[Problem description] The data should be duplicated exactly, with every word kept as it is.
====== Data
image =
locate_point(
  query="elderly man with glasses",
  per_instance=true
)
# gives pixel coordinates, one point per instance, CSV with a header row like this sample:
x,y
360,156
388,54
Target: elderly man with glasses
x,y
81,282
============
[Answer for the task]
image =
locate_point(
  query="elderly man with glasses",
  per_instance=true
)
# gives pixel coordinates, one point per instance, CSV with a header row like this sample:
x,y
360,156
388,54
Target: elderly man with glasses
x,y
81,282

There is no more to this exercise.